Given exercise
Answer these about the forum thread below:
(a) What did major say he didn't see mentioned in the tutorial?
(b) What does ga2500ev say he needs magnetics for?
(c) Which component does ga2500ev call the most crucial element, and yet the least understood?

Supplied text
>> begin

# I found an outstanding coil/transformer reference.



## ga2500ev (Apr 20, 2008)

This transformer/coil tutorial is the best that I've found on the net so far. Talks about the process of selecting cores and winding coils and transformers in plain language. With this I think I can finally start working on the magnetics I need for chargers, DC/DC converters, and other power electronics.

Thought others would be interested.

ga2500ev


----------



## major (Apr 4, 2008)

ga2500ev said:


> This transformer/coil tutorial is the best that I've found on the net so far. Talks about the process of selecting cores and winding coils and transformers in plain language.
> 
> Thought others would be interested.


Took a cursory read through it. Looks good  But I didn't see Q mentioned at all 

Thanks.


----------



## ga2500ev (Apr 20, 2008)

*Re: (inductor question) was: I found an outstanding coil/transformer reference.*

I'm just trying to fill the black hole in my power electronics knowledge. I'm coming to an understanding of why of all the major components in power electronics:

switches
caps
diodes
sensors
control systems (generally microcontrollers)
fuses
batteries

that inductors are the most crucial element, and yet the least understood. With virtually all of the other items on the list, specifications are generally fairly clear, and more importantly it's possible to get a standard part COTS given those specifications. With inductors, neither are true. The document above does give some better indication of how to specify what type of magnetics one needs. But the practice of it isn't straightforward.

>> end

Information provided
>> begin

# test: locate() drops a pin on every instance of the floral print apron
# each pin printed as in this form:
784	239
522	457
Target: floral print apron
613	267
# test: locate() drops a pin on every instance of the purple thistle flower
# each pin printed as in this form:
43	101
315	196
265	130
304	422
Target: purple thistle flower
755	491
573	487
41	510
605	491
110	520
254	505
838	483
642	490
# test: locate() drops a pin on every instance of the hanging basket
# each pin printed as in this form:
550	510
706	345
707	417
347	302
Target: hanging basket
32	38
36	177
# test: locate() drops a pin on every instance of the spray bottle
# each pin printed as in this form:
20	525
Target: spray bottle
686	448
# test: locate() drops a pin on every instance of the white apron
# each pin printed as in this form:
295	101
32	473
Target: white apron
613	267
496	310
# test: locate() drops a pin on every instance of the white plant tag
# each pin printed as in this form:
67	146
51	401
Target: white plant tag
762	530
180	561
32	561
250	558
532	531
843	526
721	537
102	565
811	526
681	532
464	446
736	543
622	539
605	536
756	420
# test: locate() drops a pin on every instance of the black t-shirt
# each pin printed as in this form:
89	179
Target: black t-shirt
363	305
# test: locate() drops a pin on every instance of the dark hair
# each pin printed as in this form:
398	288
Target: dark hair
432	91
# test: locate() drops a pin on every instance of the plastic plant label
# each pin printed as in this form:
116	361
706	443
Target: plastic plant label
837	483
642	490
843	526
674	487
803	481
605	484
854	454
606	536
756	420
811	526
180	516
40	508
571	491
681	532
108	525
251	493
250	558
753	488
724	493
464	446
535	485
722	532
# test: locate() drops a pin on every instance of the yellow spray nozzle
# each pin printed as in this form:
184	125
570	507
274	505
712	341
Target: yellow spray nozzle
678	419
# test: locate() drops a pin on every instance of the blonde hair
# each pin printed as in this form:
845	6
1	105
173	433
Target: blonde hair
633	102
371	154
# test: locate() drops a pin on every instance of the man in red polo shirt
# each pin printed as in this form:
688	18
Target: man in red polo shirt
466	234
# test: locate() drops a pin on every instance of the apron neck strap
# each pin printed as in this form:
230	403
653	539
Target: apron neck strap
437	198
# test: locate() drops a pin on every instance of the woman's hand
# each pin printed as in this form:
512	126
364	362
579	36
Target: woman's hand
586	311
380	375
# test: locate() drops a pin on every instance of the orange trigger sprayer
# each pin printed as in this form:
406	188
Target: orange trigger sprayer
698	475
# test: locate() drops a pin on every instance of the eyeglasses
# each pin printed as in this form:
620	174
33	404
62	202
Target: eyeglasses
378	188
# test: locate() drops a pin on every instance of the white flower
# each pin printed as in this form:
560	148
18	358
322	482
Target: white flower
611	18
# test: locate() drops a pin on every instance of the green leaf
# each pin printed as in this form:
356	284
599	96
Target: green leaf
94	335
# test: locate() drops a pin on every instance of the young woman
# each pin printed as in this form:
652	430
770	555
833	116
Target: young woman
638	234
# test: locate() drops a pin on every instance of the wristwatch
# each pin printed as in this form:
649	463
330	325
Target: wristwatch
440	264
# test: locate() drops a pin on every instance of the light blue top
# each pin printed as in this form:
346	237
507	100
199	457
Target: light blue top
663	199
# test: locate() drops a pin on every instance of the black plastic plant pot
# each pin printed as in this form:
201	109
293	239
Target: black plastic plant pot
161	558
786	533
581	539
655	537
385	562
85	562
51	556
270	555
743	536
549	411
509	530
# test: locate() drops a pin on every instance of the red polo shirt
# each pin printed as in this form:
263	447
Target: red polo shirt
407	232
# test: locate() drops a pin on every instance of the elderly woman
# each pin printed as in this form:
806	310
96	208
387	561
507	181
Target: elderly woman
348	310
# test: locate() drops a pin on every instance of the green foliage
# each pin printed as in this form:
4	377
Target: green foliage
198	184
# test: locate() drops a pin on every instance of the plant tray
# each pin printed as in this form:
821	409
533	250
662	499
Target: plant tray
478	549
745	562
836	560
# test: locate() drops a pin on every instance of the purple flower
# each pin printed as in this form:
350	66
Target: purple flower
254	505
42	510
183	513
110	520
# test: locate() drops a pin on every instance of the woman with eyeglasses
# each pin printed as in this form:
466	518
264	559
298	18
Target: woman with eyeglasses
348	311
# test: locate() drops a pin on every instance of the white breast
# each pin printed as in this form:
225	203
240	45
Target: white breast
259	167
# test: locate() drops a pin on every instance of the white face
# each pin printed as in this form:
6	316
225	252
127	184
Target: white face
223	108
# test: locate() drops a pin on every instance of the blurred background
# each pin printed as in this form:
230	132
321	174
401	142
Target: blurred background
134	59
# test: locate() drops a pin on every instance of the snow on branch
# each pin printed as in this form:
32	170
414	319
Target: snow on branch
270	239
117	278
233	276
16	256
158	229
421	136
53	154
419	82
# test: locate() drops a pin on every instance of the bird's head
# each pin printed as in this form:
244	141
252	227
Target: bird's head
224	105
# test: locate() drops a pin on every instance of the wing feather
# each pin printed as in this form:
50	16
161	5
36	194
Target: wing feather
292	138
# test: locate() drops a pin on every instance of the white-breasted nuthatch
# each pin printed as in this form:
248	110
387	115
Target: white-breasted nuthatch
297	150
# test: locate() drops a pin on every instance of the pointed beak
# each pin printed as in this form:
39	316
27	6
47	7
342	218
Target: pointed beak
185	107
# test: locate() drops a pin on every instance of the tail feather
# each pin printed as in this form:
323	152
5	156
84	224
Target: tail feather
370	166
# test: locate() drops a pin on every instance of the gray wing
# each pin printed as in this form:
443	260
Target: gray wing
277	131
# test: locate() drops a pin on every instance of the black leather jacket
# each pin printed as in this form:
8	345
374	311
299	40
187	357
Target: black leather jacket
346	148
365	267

>> end

The output
(a) Q.
(b) Chargers, DC/DC converters, and other power electronics.
(c) Inductors.